▸ **Excerpt provided**
§ §
As Scott drives toward Eleanor and Doug’s home in Croton, his thoughts move between the giant wave that crashed over him and JJ to the phenomenon of 24-hour news media. He thinks about the allegations invented about him and Maggie Bateman and remembers how the journalists he grew up with, such as Walter Cronkite and Mike Wallace, more rigorously distinguished between information and entertainment. Now, however, he watches his own identity being repurposed to fit a preconceived narrative and feels that the whole thing is a “trap.” For this reason, he knows he must resist engaging with the media, especially Cunningham.
As Scott pulls up to Eleanor and Doug’s house, Doug drives away without acknowledging him. Eleanor emerges with JJ, who runs to Scott immediately. Inside the house, Scott and Eleanor talk about Doug’s immaturity and the couple’s competing views on JJ’s inheritance. Doug is still fixated on investments and lifestyle changes, Eleanor says, while she still gets nauseated at the idea of touching any of the money. Eleanor brings up the rumors about Scott’s affairs with Maggie and Layla, but appears to accept his word that they aren’t true. Soon, JJ wanders in, and Scott agrees to read him a story before bed.
While Eleanor gets JJ ready for bed, Scott calls his landlord on Martha’s Vineyard who reports that the police have confiscated all his paintings. With JJ ready for bed, Scott reads until he falls asleep. Downstairs, Eleanor answers the phone. The rest of the bodies have been found.
Gus Franklin and a group of government agents and airline representatives study Scott’s paintings. Although he still believes that O’Brien was driven by a “witch-hunt dogma,” Gus finds the “photorealistic” disaster scenes—and the fact that all the women in the paintings have the same face—unsettling. Some time later, Gus and his team watch a video feed as divers circle the wreckage of the plane. Gus feels a visceral dread as the divers enter the interior of the plane. The bodies of the Batemans and Ben Kipling are still strapped into their seats. Gil Baruch’s body is missing. The divers then spot six bullet holes in the cockpit door; and the body of the pilot—James Melody—floating outside the cockpit.
Although he had been raised by a mother who turned to a “spiritual miasma” to make sense of her life, James Melody sought to combine spirituality and science. He read widely in philosophy and social science. On the day of the doomed flight, he meets his mother for brunch in Los Angeles, reading an Economist article about the religious “uproar” surrounding a red heifer recently born in the West Bank and taken as a sign of the end times. He takes pains to conceal the article from his mother, not wanting her to go on a “tangent”—especially since she recently spent nine years as a Scientologist. However, she has already seen the news on CNN; fortunately, James is skilled at redirecting their conversations.
§ §
(Source data)
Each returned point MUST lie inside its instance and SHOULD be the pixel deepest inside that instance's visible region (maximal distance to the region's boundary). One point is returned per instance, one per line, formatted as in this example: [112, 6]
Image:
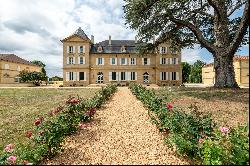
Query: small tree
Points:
[35, 77]
[186, 69]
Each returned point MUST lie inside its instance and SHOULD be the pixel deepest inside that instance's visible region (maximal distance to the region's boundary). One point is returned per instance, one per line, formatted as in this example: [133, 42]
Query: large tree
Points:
[212, 24]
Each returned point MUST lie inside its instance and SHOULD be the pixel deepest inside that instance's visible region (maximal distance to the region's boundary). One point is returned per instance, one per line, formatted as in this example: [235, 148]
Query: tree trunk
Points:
[224, 71]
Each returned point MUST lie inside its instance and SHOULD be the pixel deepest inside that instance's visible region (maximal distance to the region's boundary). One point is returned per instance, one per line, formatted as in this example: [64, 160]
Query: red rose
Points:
[37, 122]
[28, 134]
[170, 106]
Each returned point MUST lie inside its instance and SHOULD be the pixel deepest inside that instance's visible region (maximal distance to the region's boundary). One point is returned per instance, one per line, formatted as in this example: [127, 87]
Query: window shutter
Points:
[117, 76]
[129, 76]
[67, 60]
[67, 76]
[67, 49]
[102, 61]
[110, 76]
[83, 60]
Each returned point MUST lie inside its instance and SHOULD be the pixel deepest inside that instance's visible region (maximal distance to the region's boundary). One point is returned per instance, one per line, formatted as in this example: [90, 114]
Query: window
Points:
[6, 66]
[145, 61]
[100, 61]
[163, 76]
[174, 76]
[81, 76]
[99, 49]
[163, 61]
[113, 76]
[123, 49]
[132, 61]
[123, 61]
[113, 61]
[163, 50]
[174, 60]
[132, 76]
[81, 60]
[71, 76]
[81, 49]
[18, 68]
[71, 60]
[71, 49]
[123, 74]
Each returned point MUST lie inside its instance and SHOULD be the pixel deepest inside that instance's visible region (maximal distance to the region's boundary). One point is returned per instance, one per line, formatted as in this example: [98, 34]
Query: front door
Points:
[99, 78]
[146, 78]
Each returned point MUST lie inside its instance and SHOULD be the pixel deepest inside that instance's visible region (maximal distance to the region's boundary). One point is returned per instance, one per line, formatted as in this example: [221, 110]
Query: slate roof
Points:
[15, 59]
[115, 47]
[79, 32]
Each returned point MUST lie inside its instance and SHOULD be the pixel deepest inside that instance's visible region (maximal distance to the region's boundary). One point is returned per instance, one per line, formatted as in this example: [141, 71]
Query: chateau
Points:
[118, 61]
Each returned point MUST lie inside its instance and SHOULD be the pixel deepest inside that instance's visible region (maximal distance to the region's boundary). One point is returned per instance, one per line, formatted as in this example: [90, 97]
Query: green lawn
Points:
[20, 107]
[227, 107]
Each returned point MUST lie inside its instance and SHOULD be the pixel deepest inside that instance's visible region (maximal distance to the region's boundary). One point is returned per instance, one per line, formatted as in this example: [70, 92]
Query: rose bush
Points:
[51, 129]
[195, 135]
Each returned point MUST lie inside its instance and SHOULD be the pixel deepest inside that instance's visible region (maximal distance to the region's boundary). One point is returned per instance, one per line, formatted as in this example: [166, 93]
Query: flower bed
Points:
[194, 135]
[51, 129]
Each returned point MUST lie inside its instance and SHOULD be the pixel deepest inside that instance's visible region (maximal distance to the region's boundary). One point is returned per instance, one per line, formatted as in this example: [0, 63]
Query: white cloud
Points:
[33, 29]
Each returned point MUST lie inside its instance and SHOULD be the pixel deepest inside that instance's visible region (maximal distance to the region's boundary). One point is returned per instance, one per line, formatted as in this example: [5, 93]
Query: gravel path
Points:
[120, 134]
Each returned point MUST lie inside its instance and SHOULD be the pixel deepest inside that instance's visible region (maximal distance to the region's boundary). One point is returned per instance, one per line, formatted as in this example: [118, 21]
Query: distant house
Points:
[10, 67]
[241, 69]
[117, 61]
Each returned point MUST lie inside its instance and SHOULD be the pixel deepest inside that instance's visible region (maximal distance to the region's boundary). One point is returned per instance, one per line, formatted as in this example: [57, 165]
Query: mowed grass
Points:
[20, 107]
[227, 107]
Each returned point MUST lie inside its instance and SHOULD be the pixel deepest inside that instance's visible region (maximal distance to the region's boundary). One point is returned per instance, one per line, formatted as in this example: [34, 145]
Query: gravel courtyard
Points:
[120, 133]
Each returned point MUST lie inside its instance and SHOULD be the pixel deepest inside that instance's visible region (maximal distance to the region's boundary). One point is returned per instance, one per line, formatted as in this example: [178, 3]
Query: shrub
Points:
[195, 135]
[46, 140]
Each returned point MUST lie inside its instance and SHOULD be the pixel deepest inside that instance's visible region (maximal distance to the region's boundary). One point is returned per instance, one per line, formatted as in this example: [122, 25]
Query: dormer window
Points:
[123, 49]
[99, 49]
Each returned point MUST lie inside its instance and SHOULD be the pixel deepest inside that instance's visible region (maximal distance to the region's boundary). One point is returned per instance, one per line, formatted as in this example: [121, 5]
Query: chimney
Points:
[92, 39]
[109, 39]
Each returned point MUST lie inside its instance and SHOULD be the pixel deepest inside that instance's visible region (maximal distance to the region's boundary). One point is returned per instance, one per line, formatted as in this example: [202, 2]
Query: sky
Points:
[32, 29]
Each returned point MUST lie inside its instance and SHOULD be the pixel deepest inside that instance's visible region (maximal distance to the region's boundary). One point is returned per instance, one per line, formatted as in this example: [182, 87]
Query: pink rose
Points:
[169, 106]
[9, 147]
[83, 126]
[12, 159]
[224, 130]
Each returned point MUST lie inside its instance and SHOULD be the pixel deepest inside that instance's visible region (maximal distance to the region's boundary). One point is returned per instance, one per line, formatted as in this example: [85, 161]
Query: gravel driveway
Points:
[120, 133]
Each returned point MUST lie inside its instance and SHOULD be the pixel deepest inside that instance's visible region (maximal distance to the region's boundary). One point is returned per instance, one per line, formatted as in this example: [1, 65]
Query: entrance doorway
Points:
[99, 78]
[146, 78]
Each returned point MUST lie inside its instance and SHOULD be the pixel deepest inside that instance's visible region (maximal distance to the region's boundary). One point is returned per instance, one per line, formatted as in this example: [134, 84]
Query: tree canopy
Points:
[212, 24]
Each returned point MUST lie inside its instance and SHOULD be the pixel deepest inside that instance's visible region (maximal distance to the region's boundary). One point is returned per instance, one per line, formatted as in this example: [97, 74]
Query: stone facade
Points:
[10, 67]
[117, 61]
[241, 69]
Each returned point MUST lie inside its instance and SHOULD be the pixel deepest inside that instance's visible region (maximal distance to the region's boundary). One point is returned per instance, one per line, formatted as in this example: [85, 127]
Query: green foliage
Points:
[186, 69]
[51, 130]
[35, 77]
[195, 135]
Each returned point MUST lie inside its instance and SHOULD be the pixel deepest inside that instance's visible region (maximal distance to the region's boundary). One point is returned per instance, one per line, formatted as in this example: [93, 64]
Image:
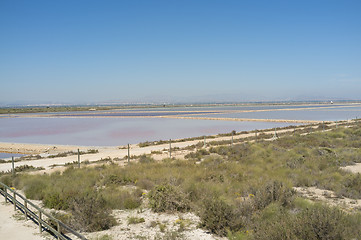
§ §
▸ **What is asked**
Reproduce the passage of the plot summary starting with "While Eleanor gets" and going on through "have been found.". Work only from the plot summary.

▸ **Solved exercise**
While Eleanor gets JJ ready for bed, Scott calls his landlord on Martha’s Vineyard who reports that the police have confiscated all his paintings. With JJ ready for bed, Scott reads until he falls asleep. Downstairs, Eleanor answers the phone. The rest of the bodies have been found.